# WHAT THE EXERCISE ASKS
Transcribe the listing in full, excluding any pictures.

-------------------------

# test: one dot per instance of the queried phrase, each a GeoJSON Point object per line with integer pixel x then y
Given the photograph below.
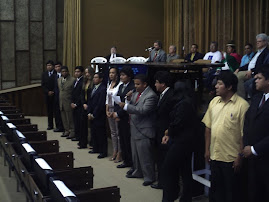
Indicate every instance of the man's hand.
{"type": "Point", "coordinates": [108, 114]}
{"type": "Point", "coordinates": [85, 106]}
{"type": "Point", "coordinates": [207, 155]}
{"type": "Point", "coordinates": [73, 105]}
{"type": "Point", "coordinates": [236, 71]}
{"type": "Point", "coordinates": [248, 75]}
{"type": "Point", "coordinates": [50, 93]}
{"type": "Point", "coordinates": [165, 139]}
{"type": "Point", "coordinates": [237, 164]}
{"type": "Point", "coordinates": [121, 104]}
{"type": "Point", "coordinates": [247, 152]}
{"type": "Point", "coordinates": [129, 95]}
{"type": "Point", "coordinates": [90, 117]}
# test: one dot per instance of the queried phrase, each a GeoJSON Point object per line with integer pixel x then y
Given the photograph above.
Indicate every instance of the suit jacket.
{"type": "Point", "coordinates": [76, 93]}
{"type": "Point", "coordinates": [48, 82]}
{"type": "Point", "coordinates": [163, 109]}
{"type": "Point", "coordinates": [256, 127]}
{"type": "Point", "coordinates": [108, 56]}
{"type": "Point", "coordinates": [143, 114]}
{"type": "Point", "coordinates": [96, 105]}
{"type": "Point", "coordinates": [89, 91]}
{"type": "Point", "coordinates": [261, 62]}
{"type": "Point", "coordinates": [161, 57]}
{"type": "Point", "coordinates": [197, 56]}
{"type": "Point", "coordinates": [65, 92]}
{"type": "Point", "coordinates": [121, 113]}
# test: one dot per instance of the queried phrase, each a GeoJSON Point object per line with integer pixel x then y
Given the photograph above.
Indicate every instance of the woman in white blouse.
{"type": "Point", "coordinates": [112, 90]}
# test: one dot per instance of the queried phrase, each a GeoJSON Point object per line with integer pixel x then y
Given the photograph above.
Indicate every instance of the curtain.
{"type": "Point", "coordinates": [202, 21]}
{"type": "Point", "coordinates": [72, 34]}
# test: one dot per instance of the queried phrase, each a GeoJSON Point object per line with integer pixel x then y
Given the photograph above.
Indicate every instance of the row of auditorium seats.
{"type": "Point", "coordinates": [44, 173]}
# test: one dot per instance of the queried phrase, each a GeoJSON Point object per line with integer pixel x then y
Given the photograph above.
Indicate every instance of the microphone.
{"type": "Point", "coordinates": [149, 49]}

-------------------------

# ANSWER TO THIS TASK
# test: one dot per instance of the queried phrase, each a GeoJSON Point object per line with integer pixel x then y
Given the photograph below.
Indicate every instance of the man's hand.
{"type": "Point", "coordinates": [108, 114]}
{"type": "Point", "coordinates": [85, 106]}
{"type": "Point", "coordinates": [207, 155]}
{"type": "Point", "coordinates": [73, 105]}
{"type": "Point", "coordinates": [236, 71]}
{"type": "Point", "coordinates": [248, 75]}
{"type": "Point", "coordinates": [50, 93]}
{"type": "Point", "coordinates": [165, 139]}
{"type": "Point", "coordinates": [237, 164]}
{"type": "Point", "coordinates": [121, 104]}
{"type": "Point", "coordinates": [247, 152]}
{"type": "Point", "coordinates": [129, 95]}
{"type": "Point", "coordinates": [90, 117]}
# test: one dot per instance of the queried phrase, each a GeoJSON Point object per line with integer pixel x then y
Given the photograph above.
Indicate every instance of the suit jacket.
{"type": "Point", "coordinates": [76, 93]}
{"type": "Point", "coordinates": [48, 82]}
{"type": "Point", "coordinates": [163, 109]}
{"type": "Point", "coordinates": [256, 127]}
{"type": "Point", "coordinates": [108, 56]}
{"type": "Point", "coordinates": [143, 114]}
{"type": "Point", "coordinates": [96, 105]}
{"type": "Point", "coordinates": [89, 91]}
{"type": "Point", "coordinates": [261, 62]}
{"type": "Point", "coordinates": [161, 57]}
{"type": "Point", "coordinates": [197, 56]}
{"type": "Point", "coordinates": [65, 92]}
{"type": "Point", "coordinates": [121, 113]}
# test: one dot per instance of the queried phrase, each a GeoJSON Point object per line with integer pixel x then y
Given the photograph above.
Indicate every instance of the woman in white blouse.
{"type": "Point", "coordinates": [112, 90]}
# test: one dot per instance of the queried phrase, each a GeoJSON Point object per line with integer pixel x then y
Given the photograph above.
Indicate every instance of the curtain.
{"type": "Point", "coordinates": [202, 21]}
{"type": "Point", "coordinates": [72, 34]}
# test: one dot per instance of the queried phrase, each a GeoJSON Point object per line with integer pixel x then y
Given the photograph above.
Indicate every instance of the row of auditorium seats.
{"type": "Point", "coordinates": [44, 173]}
# test: one dot per instance of the queried phrase, each a GeoJSON Point object per line with integer pixel x then y
Given the photograph above.
Indicate every instance of the microphone.
{"type": "Point", "coordinates": [149, 49]}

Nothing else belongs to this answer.